§ Job 1
Name every bird that appears in the poetry review's quoted lines.
§ Job 2
Write out the poetry review starting at "And certainly carries" and ending at "our stony epitaphs?", trading "knives" for "blades".

***** Given passage

CHASING WILD GRIEF – A REVIEW

Chasing Wild Grief by Sandra J. Lindow 2021 Kelsay Books 66 Pages.  https://www.amazon.com/Chasing-Wild-Grief-Sandra-Lindow/dp/1639800298/ref=sr_1_1?qid=1645615858&refinements=p_27%3ASandra+Lindow&s=books&sr=1-1

Review by Herb Kauderer

This book is a mix of genre and non-genre poems toward the thematic end expressed in the title.  Definitions vary, but it is more mainstream than not by my reading.  It is also primarily pastoral poetry, though urban human images occasionally intervene for comparison or contrast.  Consider:

                                                         nuthatches
and cardinals share seeds on our balcony feeder.
More polite than students in a crowded beer bar,
they wait their turn,
          p.18

The writing is rich with image:

                As dandelions ascend a brush pile
                of broken bridal wreath, the heron’s
                wild light ascends a broken heart
                        p.13

And certainly carries quiet strength, and sometimes darkness:

What is it we carve in each other, as decades
        slide silently past, the slip of almost unfelt knives
                shaping our stony epitaphs?

**********
***** Dataset extract

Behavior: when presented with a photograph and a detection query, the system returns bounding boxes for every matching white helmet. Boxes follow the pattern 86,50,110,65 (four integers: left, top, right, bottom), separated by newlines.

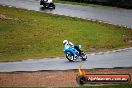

**********

§ Full output 1
nuthatches, cardinals, heron

§ Full output 2
And certainly carries quiet strength, and sometimes darkness:

What is it we carve in each other, as decades
        slide silently past, the slip of almost unfelt blades
                shaping our stony epitaphs?